Required action: Copy out, from the data, each line containing the string "below".

Data in this exercise:

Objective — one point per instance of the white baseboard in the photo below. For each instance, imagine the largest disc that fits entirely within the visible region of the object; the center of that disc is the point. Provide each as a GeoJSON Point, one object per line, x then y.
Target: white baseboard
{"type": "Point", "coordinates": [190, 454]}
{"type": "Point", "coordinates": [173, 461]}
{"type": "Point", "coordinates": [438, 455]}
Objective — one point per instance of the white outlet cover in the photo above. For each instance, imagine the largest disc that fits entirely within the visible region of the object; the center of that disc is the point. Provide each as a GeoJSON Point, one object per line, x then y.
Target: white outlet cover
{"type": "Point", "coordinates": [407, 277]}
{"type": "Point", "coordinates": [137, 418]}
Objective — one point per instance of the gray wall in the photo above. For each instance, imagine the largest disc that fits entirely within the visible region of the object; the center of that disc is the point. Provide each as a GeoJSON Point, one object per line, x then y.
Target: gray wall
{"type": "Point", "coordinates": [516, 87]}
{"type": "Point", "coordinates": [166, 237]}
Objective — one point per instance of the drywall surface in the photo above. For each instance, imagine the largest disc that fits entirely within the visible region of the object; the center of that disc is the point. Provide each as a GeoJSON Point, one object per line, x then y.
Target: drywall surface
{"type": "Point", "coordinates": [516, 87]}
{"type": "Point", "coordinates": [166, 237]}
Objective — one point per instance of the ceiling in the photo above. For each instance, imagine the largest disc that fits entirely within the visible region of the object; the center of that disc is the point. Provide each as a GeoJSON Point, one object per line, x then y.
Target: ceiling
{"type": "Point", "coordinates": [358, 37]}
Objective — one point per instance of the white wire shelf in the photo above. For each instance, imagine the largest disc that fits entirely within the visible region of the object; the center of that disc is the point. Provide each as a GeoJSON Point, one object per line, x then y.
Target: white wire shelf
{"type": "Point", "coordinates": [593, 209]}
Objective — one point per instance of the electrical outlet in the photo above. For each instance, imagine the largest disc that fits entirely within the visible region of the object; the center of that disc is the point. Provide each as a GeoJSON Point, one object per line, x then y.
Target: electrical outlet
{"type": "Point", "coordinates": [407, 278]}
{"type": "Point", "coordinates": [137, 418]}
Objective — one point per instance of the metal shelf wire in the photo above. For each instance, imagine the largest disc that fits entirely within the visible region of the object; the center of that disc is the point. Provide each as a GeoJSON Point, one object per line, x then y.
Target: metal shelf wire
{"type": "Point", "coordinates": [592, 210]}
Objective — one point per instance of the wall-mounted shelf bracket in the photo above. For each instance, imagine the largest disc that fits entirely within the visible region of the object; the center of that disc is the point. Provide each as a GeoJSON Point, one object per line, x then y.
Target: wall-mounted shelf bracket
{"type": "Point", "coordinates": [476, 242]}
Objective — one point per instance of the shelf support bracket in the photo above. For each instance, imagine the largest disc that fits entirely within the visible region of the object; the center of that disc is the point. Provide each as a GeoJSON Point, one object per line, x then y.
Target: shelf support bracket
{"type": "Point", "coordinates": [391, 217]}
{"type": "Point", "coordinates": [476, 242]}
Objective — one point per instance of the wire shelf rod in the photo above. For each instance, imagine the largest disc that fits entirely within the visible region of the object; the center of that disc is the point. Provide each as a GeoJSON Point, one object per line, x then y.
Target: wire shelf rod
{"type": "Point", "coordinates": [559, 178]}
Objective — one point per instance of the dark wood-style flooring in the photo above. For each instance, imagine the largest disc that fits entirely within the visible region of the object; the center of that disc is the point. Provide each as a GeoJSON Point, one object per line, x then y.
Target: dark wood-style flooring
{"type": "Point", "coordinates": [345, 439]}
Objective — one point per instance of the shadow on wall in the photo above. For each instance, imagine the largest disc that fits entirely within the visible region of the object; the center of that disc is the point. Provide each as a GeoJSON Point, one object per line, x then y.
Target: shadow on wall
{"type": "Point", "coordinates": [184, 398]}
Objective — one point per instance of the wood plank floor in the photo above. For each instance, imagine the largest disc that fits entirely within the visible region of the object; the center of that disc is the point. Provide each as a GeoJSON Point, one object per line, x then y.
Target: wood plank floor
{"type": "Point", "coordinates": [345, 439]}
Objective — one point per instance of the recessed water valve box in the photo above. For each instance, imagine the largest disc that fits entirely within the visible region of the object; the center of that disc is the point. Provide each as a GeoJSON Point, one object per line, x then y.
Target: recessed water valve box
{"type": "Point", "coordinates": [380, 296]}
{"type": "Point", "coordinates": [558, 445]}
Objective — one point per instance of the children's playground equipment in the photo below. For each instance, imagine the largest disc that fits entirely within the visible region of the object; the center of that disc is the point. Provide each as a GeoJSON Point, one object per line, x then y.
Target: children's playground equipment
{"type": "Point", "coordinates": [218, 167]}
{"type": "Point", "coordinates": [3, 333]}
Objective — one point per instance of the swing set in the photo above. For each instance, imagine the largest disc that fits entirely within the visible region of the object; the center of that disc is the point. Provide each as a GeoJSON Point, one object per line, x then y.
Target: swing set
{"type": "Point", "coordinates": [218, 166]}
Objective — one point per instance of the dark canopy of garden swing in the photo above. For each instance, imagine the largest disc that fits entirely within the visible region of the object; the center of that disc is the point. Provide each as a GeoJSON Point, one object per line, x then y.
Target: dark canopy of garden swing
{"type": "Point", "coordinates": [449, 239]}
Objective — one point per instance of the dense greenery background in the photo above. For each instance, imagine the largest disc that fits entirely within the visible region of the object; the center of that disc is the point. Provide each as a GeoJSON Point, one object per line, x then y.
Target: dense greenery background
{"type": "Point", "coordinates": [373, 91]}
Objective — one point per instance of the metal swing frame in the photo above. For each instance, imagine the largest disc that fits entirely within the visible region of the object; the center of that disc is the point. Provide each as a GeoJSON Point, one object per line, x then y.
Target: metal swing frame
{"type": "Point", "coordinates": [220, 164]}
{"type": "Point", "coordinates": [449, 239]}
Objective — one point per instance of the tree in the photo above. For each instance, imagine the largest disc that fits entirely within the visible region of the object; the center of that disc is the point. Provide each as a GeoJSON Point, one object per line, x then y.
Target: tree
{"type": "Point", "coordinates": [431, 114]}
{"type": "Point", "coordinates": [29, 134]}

Task response:
Objective — one point per instance of the white baseboard in the photo below. For each instance, imagine the largest disc that fits entirely within the visible region of the object; the center of that disc is the point. Provide each as a GeoJSON Point, one object per line, x then y.
Objective — one point per instance of the children's playground equipment in the photo below. For each instance, imagine the largest disc that fits entirely within the visible region of the object; the center of that disc is the point. Provide each as a GeoJSON Point, one object per line, x then y.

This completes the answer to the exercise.